▸ Exercise aim
Would you reproduce the whole listing exactly, dropping any pictures it holds?

▸ Task inputs
[Start of Attachment]

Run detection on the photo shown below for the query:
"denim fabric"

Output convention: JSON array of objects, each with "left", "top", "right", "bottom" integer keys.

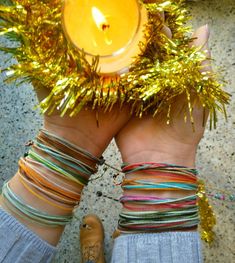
[
  {"left": 111, "top": 232, "right": 203, "bottom": 263},
  {"left": 0, "top": 208, "right": 57, "bottom": 263}
]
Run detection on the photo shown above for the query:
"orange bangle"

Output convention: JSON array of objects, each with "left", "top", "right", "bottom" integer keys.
[
  {"left": 18, "top": 171, "right": 79, "bottom": 205},
  {"left": 19, "top": 158, "right": 81, "bottom": 200},
  {"left": 18, "top": 172, "right": 74, "bottom": 212}
]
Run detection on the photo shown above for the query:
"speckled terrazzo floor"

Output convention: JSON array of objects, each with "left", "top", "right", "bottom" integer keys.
[{"left": 0, "top": 0, "right": 234, "bottom": 262}]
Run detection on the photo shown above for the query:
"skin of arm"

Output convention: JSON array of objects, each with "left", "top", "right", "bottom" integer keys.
[
  {"left": 0, "top": 105, "right": 131, "bottom": 245},
  {"left": 115, "top": 25, "right": 211, "bottom": 209}
]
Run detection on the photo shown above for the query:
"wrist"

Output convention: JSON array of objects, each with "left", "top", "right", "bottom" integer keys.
[
  {"left": 8, "top": 174, "right": 72, "bottom": 216},
  {"left": 121, "top": 147, "right": 197, "bottom": 168}
]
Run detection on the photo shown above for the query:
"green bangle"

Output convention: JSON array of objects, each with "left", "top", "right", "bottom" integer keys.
[{"left": 2, "top": 181, "right": 73, "bottom": 227}]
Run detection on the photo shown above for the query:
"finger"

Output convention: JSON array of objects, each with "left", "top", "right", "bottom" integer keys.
[
  {"left": 161, "top": 24, "right": 172, "bottom": 39},
  {"left": 191, "top": 24, "right": 212, "bottom": 72},
  {"left": 191, "top": 24, "right": 210, "bottom": 49},
  {"left": 159, "top": 11, "right": 165, "bottom": 21},
  {"left": 189, "top": 25, "right": 212, "bottom": 123},
  {"left": 158, "top": 12, "right": 172, "bottom": 39}
]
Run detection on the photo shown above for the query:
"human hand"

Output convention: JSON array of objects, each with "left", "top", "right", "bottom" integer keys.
[
  {"left": 34, "top": 80, "right": 131, "bottom": 158},
  {"left": 115, "top": 25, "right": 211, "bottom": 167},
  {"left": 42, "top": 105, "right": 131, "bottom": 158}
]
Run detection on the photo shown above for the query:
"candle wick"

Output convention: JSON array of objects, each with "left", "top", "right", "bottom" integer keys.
[{"left": 102, "top": 24, "right": 110, "bottom": 31}]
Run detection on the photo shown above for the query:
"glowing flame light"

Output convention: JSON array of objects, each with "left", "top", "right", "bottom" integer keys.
[
  {"left": 92, "top": 7, "right": 108, "bottom": 31},
  {"left": 92, "top": 7, "right": 112, "bottom": 46}
]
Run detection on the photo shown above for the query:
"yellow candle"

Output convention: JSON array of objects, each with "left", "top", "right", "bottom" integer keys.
[{"left": 63, "top": 0, "right": 147, "bottom": 75}]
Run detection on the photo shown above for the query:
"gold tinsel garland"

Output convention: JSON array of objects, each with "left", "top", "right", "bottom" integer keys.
[
  {"left": 0, "top": 0, "right": 230, "bottom": 124},
  {"left": 197, "top": 180, "right": 216, "bottom": 244}
]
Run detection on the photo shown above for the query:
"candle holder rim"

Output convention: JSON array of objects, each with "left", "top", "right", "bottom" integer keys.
[{"left": 62, "top": 0, "right": 144, "bottom": 59}]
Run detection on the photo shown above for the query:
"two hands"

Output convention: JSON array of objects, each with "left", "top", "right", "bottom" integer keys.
[
  {"left": 43, "top": 24, "right": 211, "bottom": 169},
  {"left": 43, "top": 24, "right": 211, "bottom": 224},
  {"left": 1, "top": 24, "right": 211, "bottom": 246}
]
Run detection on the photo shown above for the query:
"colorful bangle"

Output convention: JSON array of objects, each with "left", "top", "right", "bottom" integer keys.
[
  {"left": 1, "top": 129, "right": 104, "bottom": 227},
  {"left": 2, "top": 181, "right": 73, "bottom": 226},
  {"left": 117, "top": 162, "right": 215, "bottom": 244}
]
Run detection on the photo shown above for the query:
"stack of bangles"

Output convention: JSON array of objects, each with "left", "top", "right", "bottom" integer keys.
[
  {"left": 1, "top": 129, "right": 104, "bottom": 227},
  {"left": 117, "top": 163, "right": 216, "bottom": 243}
]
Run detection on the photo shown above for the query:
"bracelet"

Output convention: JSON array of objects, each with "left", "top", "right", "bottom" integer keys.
[
  {"left": 19, "top": 158, "right": 81, "bottom": 200},
  {"left": 18, "top": 171, "right": 75, "bottom": 211},
  {"left": 38, "top": 129, "right": 104, "bottom": 166},
  {"left": 2, "top": 181, "right": 72, "bottom": 226},
  {"left": 1, "top": 129, "right": 103, "bottom": 227},
  {"left": 18, "top": 171, "right": 78, "bottom": 206},
  {"left": 117, "top": 162, "right": 216, "bottom": 244}
]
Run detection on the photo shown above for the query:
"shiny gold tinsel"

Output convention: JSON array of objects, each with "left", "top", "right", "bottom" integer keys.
[
  {"left": 197, "top": 180, "right": 216, "bottom": 244},
  {"left": 0, "top": 0, "right": 230, "bottom": 123}
]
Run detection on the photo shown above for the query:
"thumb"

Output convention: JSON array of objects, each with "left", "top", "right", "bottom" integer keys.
[{"left": 191, "top": 24, "right": 212, "bottom": 72}]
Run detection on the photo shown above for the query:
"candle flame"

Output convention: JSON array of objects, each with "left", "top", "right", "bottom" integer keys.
[
  {"left": 92, "top": 7, "right": 112, "bottom": 46},
  {"left": 92, "top": 7, "right": 108, "bottom": 31}
]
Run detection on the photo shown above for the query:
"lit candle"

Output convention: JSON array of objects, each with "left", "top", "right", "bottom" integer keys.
[{"left": 63, "top": 0, "right": 147, "bottom": 75}]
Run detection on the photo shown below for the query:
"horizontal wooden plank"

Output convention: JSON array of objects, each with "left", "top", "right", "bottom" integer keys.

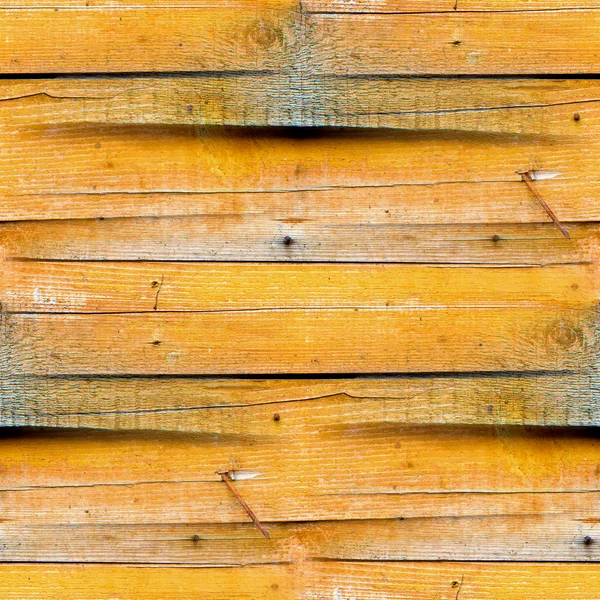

[End of Attachment]

▸ The completed task
Run detection on the photo shown below for the query:
"denim fabric"

Output convention: JSON array of objects, each with "left", "top", "right", "bottom" integer keys.

[
  {"left": 111, "top": 232, "right": 203, "bottom": 263},
  {"left": 0, "top": 208, "right": 57, "bottom": 263}
]
Run detection on the photo shown above for the query:
"orange bangle"

Output convention: JSON array of objects, each with "left", "top", "right", "bottom" integer keys.
[
  {"left": 18, "top": 171, "right": 79, "bottom": 205},
  {"left": 19, "top": 158, "right": 81, "bottom": 200},
  {"left": 18, "top": 172, "right": 74, "bottom": 212}
]
Run detection on the photo shown above for the query:
"speckled terrazzo floor"

Output convention: JSON array of objects, each with "left", "top", "right", "bottom" integer keys.
[{"left": 0, "top": 0, "right": 234, "bottom": 262}]
Run detection on the photo shown above for the query:
"skin of arm"

Output convention: JSON array of objects, each with "left", "top", "right", "bottom" integer keys.
[
  {"left": 0, "top": 105, "right": 131, "bottom": 245},
  {"left": 115, "top": 25, "right": 211, "bottom": 209}
]
Run detection on the photo shown above for the query:
"wrist"

Output convention: JSON array of objects, each with "left", "top", "right", "bottom" integer keys.
[
  {"left": 8, "top": 174, "right": 72, "bottom": 216},
  {"left": 121, "top": 147, "right": 197, "bottom": 168}
]
Run detection on the photo shown above for the query:
"green bangle"

Output convention: JSON array of objects, each with "left", "top", "right", "bottom" integer keys.
[{"left": 2, "top": 181, "right": 73, "bottom": 227}]
Run detection on the photo shown above for the query:
"finger"

Output convention: JSON array of objects, each with "left", "top", "right", "bottom" integer keys.
[
  {"left": 161, "top": 24, "right": 172, "bottom": 39},
  {"left": 191, "top": 24, "right": 212, "bottom": 72},
  {"left": 191, "top": 24, "right": 210, "bottom": 49},
  {"left": 159, "top": 11, "right": 165, "bottom": 21},
  {"left": 189, "top": 25, "right": 212, "bottom": 123},
  {"left": 158, "top": 12, "right": 172, "bottom": 39}
]
Run detection on the photo shown above for the query:
"human hand"

Output convention: JSON array of objects, each with "left", "top", "right", "bottom" integer keys.
[
  {"left": 34, "top": 80, "right": 131, "bottom": 158},
  {"left": 115, "top": 25, "right": 211, "bottom": 167},
  {"left": 42, "top": 105, "right": 131, "bottom": 158}
]
Run detection on the photo shown above for the query:
"candle wick"

Output convention: JSON array of objects, each with "left", "top", "right", "bottom" integer keys.
[{"left": 102, "top": 24, "right": 110, "bottom": 31}]
Run detection on the photo shown above for the query:
"glowing flame light"

Output convention: JSON array of objects, each with "left", "top", "right", "bottom" integer keys.
[
  {"left": 92, "top": 7, "right": 108, "bottom": 31},
  {"left": 92, "top": 7, "right": 112, "bottom": 46}
]
Run detection on the photo shown above for the query:
"yellow candle"

Output convention: JSON array of objects, each with "left", "top", "right", "bottom" integer keys.
[{"left": 63, "top": 0, "right": 147, "bottom": 75}]
Run detection on the photo shown above for the query:
"gold tinsel garland"

Output convention: JSON array of objects, each with "left", "top", "right", "bottom" integer keys.
[
  {"left": 0, "top": 0, "right": 230, "bottom": 124},
  {"left": 197, "top": 180, "right": 216, "bottom": 244}
]
Run detection on the photo shown above for the query:
"candle holder rim"

Output convention: JSON array of objects, each with "left", "top", "right", "bottom" integer keys.
[{"left": 62, "top": 0, "right": 144, "bottom": 59}]
Run detection on the photo shown above for the query:
"two hands"

Output convention: JSON array of objects, each with "left", "top", "right", "bottom" integer keys.
[
  {"left": 43, "top": 24, "right": 211, "bottom": 169},
  {"left": 43, "top": 24, "right": 211, "bottom": 224},
  {"left": 1, "top": 24, "right": 211, "bottom": 246}
]
Run detection on the photo shown above for the query:
"colorful bangle"

Output convention: JSON array of objects, each with "left", "top", "right", "bottom" integer keys.
[
  {"left": 1, "top": 129, "right": 104, "bottom": 227},
  {"left": 2, "top": 181, "right": 73, "bottom": 226},
  {"left": 117, "top": 162, "right": 215, "bottom": 244}
]
Run detection on the photo shown above for the query:
"stack of bangles"

Output convention: JSON array of objects, each with "left", "top", "right", "bottom" integer keys.
[
  {"left": 1, "top": 129, "right": 104, "bottom": 227},
  {"left": 117, "top": 163, "right": 216, "bottom": 243}
]
Run detection on the photo shown above for the query:
"bracelet"

Output convention: JSON array of objects, each with "left", "top", "right", "bottom" integer keys.
[
  {"left": 19, "top": 158, "right": 81, "bottom": 200},
  {"left": 18, "top": 171, "right": 75, "bottom": 211},
  {"left": 38, "top": 129, "right": 104, "bottom": 166},
  {"left": 2, "top": 181, "right": 72, "bottom": 226},
  {"left": 1, "top": 129, "right": 103, "bottom": 227},
  {"left": 18, "top": 171, "right": 78, "bottom": 206},
  {"left": 117, "top": 162, "right": 216, "bottom": 244}
]
Run detection on the photo shown above for the query:
"shiny gold tinsel"

Output convention: JSON array of objects, each with "left", "top", "right", "bottom" integer keys.
[
  {"left": 197, "top": 180, "right": 216, "bottom": 244},
  {"left": 0, "top": 0, "right": 230, "bottom": 123}
]
Run detection on the photo shown above for the query:
"thumb"

Output convention: JSON array of objects, each with "left", "top", "right", "bottom" integer keys.
[{"left": 191, "top": 24, "right": 212, "bottom": 72}]
Run detection on the photo shown above for the query:
"candle flame"

Output convention: JSON array of objects, each with "left", "top", "right", "bottom" integer keys.
[
  {"left": 92, "top": 7, "right": 112, "bottom": 46},
  {"left": 92, "top": 7, "right": 108, "bottom": 31}
]
Run detection on the photo shown above for the query:
"lit candle"

Output convention: JSON array of objects, each with "left", "top", "right", "bottom" integer keys.
[{"left": 63, "top": 0, "right": 147, "bottom": 75}]
Run detection on the photo shown below for the query:
"horizontal wooden plank"

Output convention: JSON array of objects, each with "left", "top", "right", "bottom" integer keys.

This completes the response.